*** SUPPLIED RECORDS ***

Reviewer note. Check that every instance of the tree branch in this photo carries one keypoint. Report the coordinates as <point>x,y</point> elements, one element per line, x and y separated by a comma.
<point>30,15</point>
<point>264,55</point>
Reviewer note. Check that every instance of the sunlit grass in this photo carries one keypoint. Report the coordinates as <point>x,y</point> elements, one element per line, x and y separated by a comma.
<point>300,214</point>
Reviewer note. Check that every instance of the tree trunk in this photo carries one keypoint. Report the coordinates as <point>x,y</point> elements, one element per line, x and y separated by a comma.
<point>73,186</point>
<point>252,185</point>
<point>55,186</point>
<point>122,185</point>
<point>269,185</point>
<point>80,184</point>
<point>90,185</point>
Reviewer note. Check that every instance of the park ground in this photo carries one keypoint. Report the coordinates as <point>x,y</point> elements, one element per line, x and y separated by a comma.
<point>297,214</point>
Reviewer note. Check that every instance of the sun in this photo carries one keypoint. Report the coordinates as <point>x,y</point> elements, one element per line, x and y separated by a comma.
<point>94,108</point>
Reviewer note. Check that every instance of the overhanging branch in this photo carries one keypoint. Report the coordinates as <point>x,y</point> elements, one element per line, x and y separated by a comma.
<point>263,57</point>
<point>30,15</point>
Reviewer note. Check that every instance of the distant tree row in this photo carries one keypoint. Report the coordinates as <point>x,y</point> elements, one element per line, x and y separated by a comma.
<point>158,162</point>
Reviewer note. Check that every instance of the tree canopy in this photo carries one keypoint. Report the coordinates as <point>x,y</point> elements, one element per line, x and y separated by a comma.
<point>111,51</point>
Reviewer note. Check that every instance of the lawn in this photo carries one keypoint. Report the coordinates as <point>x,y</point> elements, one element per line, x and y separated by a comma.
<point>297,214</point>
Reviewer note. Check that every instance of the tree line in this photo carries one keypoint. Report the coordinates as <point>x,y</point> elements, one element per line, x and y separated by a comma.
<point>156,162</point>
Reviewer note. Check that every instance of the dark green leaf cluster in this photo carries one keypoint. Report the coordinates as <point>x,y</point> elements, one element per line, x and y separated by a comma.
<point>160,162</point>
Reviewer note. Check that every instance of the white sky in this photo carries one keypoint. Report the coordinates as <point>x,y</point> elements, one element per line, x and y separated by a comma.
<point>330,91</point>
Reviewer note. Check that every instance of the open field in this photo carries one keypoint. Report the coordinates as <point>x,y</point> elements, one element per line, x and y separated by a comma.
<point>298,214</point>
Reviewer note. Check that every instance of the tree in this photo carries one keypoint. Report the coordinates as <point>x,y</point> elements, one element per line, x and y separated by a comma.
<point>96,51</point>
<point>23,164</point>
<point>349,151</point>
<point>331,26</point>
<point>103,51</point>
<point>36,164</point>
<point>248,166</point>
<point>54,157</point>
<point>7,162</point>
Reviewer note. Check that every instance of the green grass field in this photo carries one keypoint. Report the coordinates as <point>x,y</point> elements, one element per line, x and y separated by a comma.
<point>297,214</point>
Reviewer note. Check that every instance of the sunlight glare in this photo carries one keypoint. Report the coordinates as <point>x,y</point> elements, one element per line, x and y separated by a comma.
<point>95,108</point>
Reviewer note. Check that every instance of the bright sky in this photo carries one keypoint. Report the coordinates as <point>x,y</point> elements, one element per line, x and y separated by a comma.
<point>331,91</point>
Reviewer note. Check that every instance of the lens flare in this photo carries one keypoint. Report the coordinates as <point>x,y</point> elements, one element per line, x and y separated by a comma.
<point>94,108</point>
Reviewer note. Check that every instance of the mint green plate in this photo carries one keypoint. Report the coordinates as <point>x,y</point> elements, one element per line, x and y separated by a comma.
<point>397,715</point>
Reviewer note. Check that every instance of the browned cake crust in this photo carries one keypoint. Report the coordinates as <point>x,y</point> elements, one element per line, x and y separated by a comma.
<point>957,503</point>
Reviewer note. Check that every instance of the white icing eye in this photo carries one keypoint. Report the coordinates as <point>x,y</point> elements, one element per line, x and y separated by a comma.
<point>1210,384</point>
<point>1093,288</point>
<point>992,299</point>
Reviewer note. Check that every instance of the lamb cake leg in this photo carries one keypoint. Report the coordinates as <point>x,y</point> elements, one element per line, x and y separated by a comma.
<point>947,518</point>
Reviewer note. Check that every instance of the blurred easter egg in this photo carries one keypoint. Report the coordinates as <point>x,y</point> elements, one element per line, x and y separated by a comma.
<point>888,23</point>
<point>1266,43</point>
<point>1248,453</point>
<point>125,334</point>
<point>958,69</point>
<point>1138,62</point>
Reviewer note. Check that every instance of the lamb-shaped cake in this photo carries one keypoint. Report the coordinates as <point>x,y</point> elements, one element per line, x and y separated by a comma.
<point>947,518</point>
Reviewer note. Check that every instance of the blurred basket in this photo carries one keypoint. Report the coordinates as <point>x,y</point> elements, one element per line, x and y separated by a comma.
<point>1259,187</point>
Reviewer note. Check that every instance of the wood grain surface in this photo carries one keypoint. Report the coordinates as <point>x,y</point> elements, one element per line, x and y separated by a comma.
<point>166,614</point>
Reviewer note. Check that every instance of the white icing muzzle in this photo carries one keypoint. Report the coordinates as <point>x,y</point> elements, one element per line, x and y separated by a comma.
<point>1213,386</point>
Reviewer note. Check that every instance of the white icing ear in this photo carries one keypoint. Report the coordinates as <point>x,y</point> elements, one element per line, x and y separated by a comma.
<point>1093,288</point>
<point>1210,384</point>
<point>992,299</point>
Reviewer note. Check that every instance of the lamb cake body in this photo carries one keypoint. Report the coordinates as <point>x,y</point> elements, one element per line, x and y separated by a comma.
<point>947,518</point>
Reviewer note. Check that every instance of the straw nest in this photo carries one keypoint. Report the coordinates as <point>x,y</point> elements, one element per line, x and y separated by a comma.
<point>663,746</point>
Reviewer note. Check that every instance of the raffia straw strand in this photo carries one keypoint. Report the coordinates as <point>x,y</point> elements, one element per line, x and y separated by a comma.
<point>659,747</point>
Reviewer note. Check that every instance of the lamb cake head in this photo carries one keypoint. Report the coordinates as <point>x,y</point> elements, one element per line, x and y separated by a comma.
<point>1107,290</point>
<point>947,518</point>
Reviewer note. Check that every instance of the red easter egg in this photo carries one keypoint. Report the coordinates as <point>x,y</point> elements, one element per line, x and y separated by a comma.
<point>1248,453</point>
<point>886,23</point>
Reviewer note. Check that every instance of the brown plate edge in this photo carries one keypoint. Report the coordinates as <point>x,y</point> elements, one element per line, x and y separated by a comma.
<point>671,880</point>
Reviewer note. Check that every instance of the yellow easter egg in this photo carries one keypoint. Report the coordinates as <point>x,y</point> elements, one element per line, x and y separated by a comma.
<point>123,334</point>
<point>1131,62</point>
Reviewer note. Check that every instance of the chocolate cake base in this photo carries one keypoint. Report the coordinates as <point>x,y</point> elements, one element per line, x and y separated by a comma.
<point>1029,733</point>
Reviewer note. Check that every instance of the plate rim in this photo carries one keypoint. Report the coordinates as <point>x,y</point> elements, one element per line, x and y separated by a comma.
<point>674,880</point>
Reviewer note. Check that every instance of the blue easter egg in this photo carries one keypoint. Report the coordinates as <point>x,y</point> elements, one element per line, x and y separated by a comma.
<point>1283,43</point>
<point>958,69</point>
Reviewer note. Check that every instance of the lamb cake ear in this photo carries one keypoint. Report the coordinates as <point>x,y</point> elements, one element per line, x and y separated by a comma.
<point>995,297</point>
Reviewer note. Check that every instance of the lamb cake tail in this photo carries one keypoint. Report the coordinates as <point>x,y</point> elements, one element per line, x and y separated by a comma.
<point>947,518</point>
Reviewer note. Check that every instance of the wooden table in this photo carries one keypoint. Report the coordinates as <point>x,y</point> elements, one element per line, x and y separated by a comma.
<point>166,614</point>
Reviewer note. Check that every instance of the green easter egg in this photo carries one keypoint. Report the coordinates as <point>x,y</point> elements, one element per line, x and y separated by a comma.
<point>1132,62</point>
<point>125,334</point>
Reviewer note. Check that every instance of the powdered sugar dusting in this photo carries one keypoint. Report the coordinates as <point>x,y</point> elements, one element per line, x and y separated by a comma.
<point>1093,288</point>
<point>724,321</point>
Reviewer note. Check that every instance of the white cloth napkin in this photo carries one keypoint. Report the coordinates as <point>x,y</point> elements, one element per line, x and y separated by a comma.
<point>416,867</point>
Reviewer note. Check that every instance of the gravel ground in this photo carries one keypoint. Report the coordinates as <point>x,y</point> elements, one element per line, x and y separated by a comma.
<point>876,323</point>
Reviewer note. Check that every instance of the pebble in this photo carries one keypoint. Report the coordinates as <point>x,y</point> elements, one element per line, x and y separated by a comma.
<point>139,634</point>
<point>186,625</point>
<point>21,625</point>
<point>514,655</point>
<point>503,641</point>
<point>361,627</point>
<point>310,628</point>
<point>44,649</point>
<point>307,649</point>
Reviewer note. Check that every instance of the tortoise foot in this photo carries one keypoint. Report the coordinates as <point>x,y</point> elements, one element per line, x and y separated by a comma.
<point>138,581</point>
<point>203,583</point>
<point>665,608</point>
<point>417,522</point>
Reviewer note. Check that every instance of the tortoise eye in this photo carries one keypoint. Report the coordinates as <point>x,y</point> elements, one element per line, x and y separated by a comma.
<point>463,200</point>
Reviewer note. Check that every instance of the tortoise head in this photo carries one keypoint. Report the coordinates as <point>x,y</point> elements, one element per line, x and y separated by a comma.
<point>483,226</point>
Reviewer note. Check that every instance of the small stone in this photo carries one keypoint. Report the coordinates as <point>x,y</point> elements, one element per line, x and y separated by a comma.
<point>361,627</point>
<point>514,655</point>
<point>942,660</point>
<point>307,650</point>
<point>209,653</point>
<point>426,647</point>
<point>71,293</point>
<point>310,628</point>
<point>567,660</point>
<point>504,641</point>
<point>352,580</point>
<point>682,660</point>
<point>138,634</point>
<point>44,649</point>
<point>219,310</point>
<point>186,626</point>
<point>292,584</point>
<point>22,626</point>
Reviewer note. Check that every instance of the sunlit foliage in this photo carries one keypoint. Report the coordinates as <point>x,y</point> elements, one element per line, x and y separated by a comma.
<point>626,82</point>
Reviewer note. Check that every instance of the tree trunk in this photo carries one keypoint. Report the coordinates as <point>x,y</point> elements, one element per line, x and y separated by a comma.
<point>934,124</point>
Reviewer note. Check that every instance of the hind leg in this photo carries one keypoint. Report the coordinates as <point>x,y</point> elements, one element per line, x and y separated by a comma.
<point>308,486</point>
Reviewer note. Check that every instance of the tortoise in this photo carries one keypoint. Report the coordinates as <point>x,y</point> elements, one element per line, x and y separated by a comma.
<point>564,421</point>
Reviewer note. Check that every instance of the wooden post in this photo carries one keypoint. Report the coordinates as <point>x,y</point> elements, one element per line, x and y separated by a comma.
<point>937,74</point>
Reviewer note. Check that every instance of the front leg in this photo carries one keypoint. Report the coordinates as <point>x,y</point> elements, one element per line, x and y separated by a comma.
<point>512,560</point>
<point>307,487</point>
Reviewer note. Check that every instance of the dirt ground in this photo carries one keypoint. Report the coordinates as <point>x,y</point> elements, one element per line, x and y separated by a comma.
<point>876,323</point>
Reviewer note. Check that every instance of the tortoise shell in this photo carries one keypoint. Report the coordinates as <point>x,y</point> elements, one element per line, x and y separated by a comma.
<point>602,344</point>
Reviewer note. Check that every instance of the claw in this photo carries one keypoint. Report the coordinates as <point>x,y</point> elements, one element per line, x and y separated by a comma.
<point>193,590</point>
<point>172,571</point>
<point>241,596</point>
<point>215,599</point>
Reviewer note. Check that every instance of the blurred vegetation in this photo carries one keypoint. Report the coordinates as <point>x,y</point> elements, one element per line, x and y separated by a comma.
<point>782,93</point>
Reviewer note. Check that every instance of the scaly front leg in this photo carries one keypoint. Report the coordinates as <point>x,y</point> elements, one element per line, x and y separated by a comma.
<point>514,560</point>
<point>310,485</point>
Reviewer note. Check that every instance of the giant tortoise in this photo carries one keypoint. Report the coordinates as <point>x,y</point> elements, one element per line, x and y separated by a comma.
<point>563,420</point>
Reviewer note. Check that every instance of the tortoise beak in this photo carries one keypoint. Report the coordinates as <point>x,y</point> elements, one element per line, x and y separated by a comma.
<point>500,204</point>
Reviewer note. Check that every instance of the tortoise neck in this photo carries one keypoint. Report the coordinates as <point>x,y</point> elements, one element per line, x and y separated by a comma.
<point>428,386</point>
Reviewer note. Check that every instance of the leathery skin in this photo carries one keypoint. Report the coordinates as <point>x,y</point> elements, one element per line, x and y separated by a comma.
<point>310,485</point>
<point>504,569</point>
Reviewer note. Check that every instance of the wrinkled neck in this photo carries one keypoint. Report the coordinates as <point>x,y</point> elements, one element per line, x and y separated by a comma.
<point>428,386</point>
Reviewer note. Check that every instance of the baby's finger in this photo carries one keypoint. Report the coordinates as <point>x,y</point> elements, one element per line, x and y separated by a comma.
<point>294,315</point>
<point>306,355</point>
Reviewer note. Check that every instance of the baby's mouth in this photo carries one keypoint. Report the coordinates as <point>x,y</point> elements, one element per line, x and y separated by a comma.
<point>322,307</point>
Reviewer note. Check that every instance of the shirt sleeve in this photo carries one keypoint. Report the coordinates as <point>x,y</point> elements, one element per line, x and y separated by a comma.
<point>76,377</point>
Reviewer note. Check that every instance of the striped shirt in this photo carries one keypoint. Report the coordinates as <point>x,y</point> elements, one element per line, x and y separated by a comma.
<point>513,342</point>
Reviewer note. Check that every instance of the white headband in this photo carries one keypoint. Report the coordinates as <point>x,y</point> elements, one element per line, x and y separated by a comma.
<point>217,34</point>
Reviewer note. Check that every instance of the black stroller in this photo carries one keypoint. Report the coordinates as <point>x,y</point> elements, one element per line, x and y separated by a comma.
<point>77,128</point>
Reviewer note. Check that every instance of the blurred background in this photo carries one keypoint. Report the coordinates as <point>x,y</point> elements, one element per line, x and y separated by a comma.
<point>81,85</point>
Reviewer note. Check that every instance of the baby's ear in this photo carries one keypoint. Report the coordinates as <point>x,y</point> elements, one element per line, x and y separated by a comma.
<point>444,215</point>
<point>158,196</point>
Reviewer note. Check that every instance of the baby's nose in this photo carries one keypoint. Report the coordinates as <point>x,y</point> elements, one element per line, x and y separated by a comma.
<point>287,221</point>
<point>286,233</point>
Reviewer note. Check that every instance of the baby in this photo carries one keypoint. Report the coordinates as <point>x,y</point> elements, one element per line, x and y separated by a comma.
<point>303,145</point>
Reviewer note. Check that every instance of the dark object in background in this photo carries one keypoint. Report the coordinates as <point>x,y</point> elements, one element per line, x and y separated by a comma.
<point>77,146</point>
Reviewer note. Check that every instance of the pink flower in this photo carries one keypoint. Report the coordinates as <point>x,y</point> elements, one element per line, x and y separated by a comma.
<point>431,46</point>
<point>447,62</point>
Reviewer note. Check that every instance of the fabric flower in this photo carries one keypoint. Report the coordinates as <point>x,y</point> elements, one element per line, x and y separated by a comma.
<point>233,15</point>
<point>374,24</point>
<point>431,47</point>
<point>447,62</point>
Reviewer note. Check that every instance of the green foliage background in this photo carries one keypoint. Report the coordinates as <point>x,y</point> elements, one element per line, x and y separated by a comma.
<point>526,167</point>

***

» EXERCISE TASK
Lay out the lines of the listing from its first line through the line containing "<point>264,55</point>", both included, as a numbered list with any blank lines left out.

» EXERCISE RESPONSE
1. Reviewer note. Check that every instance of the tree branch in this photo carries one keypoint. Report the coordinates as <point>x,y</point> elements, one element per line, x and y separated by a comma.
2. <point>30,15</point>
3. <point>264,55</point>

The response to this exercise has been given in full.